[Point labeling dataset excerpts]
------------------------

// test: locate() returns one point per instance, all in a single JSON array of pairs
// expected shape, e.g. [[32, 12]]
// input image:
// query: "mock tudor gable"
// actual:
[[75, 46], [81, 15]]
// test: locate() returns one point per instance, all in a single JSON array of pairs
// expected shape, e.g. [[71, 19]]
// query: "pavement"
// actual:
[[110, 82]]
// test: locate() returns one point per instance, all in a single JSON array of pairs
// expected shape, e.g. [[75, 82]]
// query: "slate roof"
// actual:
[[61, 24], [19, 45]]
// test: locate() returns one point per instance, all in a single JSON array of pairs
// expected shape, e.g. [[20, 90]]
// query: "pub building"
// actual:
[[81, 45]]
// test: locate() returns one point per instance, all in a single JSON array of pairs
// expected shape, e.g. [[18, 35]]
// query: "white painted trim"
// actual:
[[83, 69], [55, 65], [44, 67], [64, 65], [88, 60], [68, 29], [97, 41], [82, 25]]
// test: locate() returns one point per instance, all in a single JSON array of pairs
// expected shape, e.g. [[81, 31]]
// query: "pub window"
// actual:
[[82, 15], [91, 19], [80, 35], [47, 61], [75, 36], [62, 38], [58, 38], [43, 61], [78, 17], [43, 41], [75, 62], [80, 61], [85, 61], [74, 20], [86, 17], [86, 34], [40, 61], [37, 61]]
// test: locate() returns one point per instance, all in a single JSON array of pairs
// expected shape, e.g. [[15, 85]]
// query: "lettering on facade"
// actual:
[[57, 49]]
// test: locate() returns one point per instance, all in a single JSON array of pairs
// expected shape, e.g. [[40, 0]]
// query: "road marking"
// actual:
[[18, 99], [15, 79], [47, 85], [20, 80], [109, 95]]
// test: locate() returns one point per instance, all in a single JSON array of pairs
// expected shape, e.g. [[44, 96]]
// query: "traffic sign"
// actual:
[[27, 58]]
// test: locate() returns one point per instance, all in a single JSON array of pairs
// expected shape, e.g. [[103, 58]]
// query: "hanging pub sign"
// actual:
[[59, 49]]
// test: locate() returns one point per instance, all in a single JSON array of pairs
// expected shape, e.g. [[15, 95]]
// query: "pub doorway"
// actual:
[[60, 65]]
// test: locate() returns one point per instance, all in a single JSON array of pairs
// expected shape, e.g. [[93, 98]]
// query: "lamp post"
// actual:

------------------------

### WORK INSTRUCTIONS:
Write out the material exactly as given.

### RESPONSE TO THE EXERCISE:
// test: locate() returns one point per instance, all in a single JSON array of pairs
// expected shape, e.g. [[32, 12]]
// input image:
// query: "mock tudor gable"
// actual:
[[75, 46], [81, 15]]
// test: locate() returns one point per instance, all in a single JSON array of pairs
// expected shape, e.g. [[71, 19]]
// query: "pavement"
// actual:
[[110, 82]]
// test: locate() returns one point per instance, all in a single JSON array of pairs
// expected shape, e.g. [[75, 82]]
// query: "slate roof"
// actual:
[[61, 24], [19, 45]]
// test: locate() returns one point per instance, all in a single JSON array of pairs
// expected shape, e.g. [[20, 90]]
// query: "pub building"
// actual:
[[81, 45]]
// test: locate() returns one point per instance, all in a single JSON array of pairs
// expected shape, e.g. [[18, 35]]
// query: "white painted trim"
// actual:
[[83, 69], [55, 65], [44, 67], [64, 65], [88, 60], [68, 29], [97, 41], [82, 25]]
// test: locate() returns one point per instance, all in a single JSON array of pairs
// expected shape, e.g. [[81, 31]]
// query: "pub window"
// actual:
[[82, 15], [91, 19], [80, 35], [47, 61], [75, 36], [62, 38], [58, 38], [43, 61], [78, 17], [43, 41], [75, 62], [80, 61], [85, 61], [74, 20], [86, 17], [86, 34], [40, 61], [37, 61]]
// test: locate() returns one point per instance, all in a single JSON array of pairs
// expected shape, e.g. [[15, 85]]
// query: "lettering on facade"
// actual:
[[57, 49]]
// test: locate() returns one point per instance, all in a single JSON array of pairs
// expected shape, e.g. [[40, 0]]
// query: "road marking"
// actual:
[[18, 99], [15, 79], [47, 85], [20, 80], [109, 95]]
// test: locate() returns one point per instance, all in a single JSON array of pairs
// expected shape, e.g. [[44, 96]]
// query: "traffic sign"
// actual:
[[27, 58]]
// test: locate() returns one point per instance, all in a single JSON array of pairs
// expected shape, e.g. [[103, 58]]
// query: "hanging pub sign"
// actual:
[[59, 49]]
// test: locate() returns one point per instance, all in a single JSON array of pairs
// expected shape, e.g. [[15, 95]]
// query: "pub doorway"
// actual:
[[60, 65]]
// test: locate() returns one point per instance, all in a single JSON array of pairs
// expected shape, e.g. [[93, 98]]
// query: "lamp post"
// actual:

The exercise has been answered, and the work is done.